# DOCUMENT
----

The computer program 430 generates at least one of the certificated emissions reduction CER evaluation information CERP_EIF1 and the ESG evaluation information ESG_EIF1 for the user of the electric car 200, according to the type of the battery charging device 600 included in the charge information BCT. For example, the more the electric car 200 is charged by using the second type battery charging device, the better the ESG evaluation information ESG_EIF1 and/or the certificated emissions reduction CER evaluation information CERP_EIF1 may be evaluated.

The computer program 430 receives the user identification information UID1 and the charge information BCT through the communication device 410, and stores the charge information BCT in the charge data information C_RIF1A of the battery pack operation information C_RIF1 included in the operation information RIF1, by using the user identification information UID1.

The charge data information C_RIF1A includes, for each charging, the type of the battery charging device 600, the number (e.g., accumulated number) of charges/discharges for the battery pack 100, a rapid charge number, a rapid discharge number, a charging time for each charge, a charge amount for each charge, and the like.

The computer program 430 searches the database 500 for the battery pack identification information BID1 by using the user identification information UID1 received from the battery charging device 600, and updates the battery pack operation information C_RIF1 according to the charge information BCT.

When the battery pack 100 is not a disposal target (NO in S122), the operations S118 and S120 are continuously performed until the battery pack 100 becomes a disposal target.

When the battery pack 100 is a disposal target (YES in S122), in the operation of disassembling and recycling the battery pack 100 (S124), when the user of the third computing device 700 inputs the battery pack identification information BID1 or the device identification information DID1 to the computer program 712 that is executed on the processor 710, the computer program 712 generates the evaluation information transmission request SREQ including the battery pack identification information BID1 or the device identification information DID1 and transmits the same to the communication device 410 of the server 400.

The computer program 530 receives the evaluation information transmission request SREQ from the communication device 410, searches the database 500 for the evaluation information B_EIF1 about the battery pack 100 by using the battery pack identification information BID1 or the device identification information DID1 included in the evaluation information transmission request SREQ, generates the first report information SREP including the evaluation information B_EIF1, and transmits the same to the third computing device 700 through the communication device 410.

----

# RECORDS SHOWN
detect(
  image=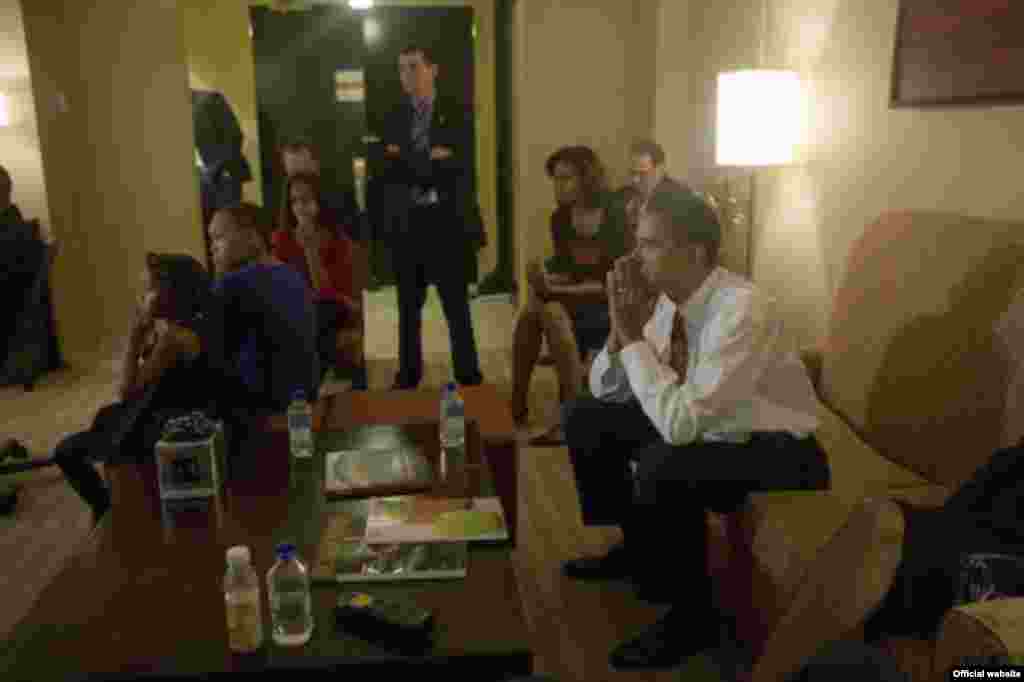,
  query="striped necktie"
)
[413,99,430,152]
[657,309,689,383]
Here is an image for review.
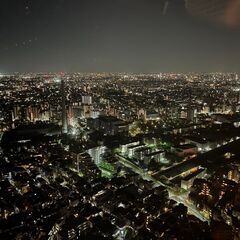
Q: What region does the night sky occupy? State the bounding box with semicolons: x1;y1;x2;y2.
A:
0;0;240;73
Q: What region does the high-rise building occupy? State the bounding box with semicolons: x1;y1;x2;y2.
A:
61;79;68;134
82;96;92;105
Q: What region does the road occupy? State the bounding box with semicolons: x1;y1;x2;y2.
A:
117;154;209;222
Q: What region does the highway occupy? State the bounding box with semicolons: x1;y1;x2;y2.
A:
116;154;209;222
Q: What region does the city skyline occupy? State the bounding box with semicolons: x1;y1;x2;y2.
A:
0;0;240;73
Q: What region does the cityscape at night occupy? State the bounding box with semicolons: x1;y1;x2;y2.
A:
0;0;240;240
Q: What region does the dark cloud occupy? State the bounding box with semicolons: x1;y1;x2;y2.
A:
0;0;240;72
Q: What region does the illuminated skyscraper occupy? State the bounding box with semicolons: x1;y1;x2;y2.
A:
61;79;68;134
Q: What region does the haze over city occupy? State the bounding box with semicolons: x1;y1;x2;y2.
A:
0;0;240;73
0;0;240;240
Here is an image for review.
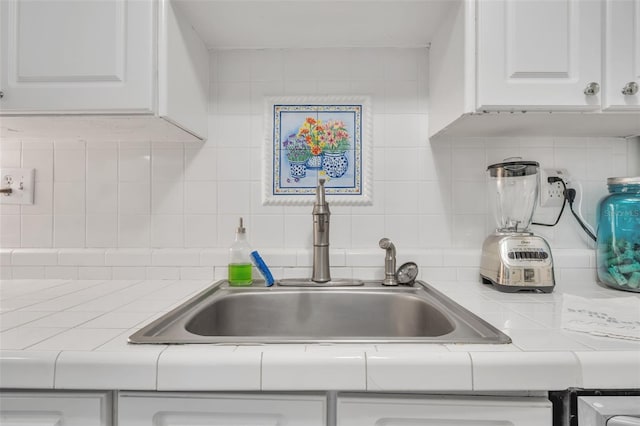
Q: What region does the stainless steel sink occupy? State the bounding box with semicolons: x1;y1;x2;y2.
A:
129;281;511;344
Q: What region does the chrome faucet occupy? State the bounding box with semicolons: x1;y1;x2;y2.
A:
378;238;398;285
277;179;364;287
311;179;331;283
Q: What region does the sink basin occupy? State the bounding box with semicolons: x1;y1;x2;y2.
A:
129;281;511;344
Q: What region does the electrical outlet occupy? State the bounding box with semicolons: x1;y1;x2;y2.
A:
0;169;35;204
540;169;569;207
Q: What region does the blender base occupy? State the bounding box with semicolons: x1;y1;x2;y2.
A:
480;232;555;293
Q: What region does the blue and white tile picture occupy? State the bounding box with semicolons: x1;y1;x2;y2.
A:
273;105;362;195
265;97;370;204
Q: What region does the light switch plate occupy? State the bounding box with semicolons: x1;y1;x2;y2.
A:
0;168;36;204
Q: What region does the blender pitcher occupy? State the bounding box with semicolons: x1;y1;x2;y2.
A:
487;158;540;232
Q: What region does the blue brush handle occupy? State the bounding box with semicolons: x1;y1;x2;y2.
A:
251;250;275;287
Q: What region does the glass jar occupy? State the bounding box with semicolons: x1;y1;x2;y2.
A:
596;177;640;292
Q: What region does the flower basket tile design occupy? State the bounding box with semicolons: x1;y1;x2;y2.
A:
263;96;371;205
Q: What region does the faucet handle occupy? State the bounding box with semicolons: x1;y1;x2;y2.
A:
316;179;327;205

----

# PROBLEM SET
1: Restate the part of the battery pack text that opens with the words containing "The computer program 430 searches" and closes with "a disposal target.", switching "disposal target" to "recycling candidate" throughout.
2: Answer these questions from the battery pack text:
(a) What does the computer program 430 receive through the communication device 410?
(b) Until when are the operations S118 and S120 continuously performed?
(c) What evaluation information does the first report information SREP include?
3: List every item that the battery pack text names as included in the charge data information C_RIF1A.

# EXERCISE SOLUTIONS
1:
The computer program 430 searches the database 500 for the battery pack identification information BID1 by using the user identification information UID1 received from the battery charging device 600, and updates the battery pack operation information C_RIF1 according to the charge information BCT.

When the battery pack 100 is not a recycling candidate (NO in S122), the operations S118 and S120 are continuously performed until the battery pack 100 becomes a recycling candidate.

2:
(a) The user identification information UID1 and the charge information BCT.
(b) Until the battery pack 100 becomes a disposal target.
(c) The evaluation information B_EIF1.

3:
- The type of the battery charging device 600
- The number of charges/discharges for the battery pack 100
- A rapid charge number
- A rapid discharge number
- A charging time for each charge
- A charge amount for each charge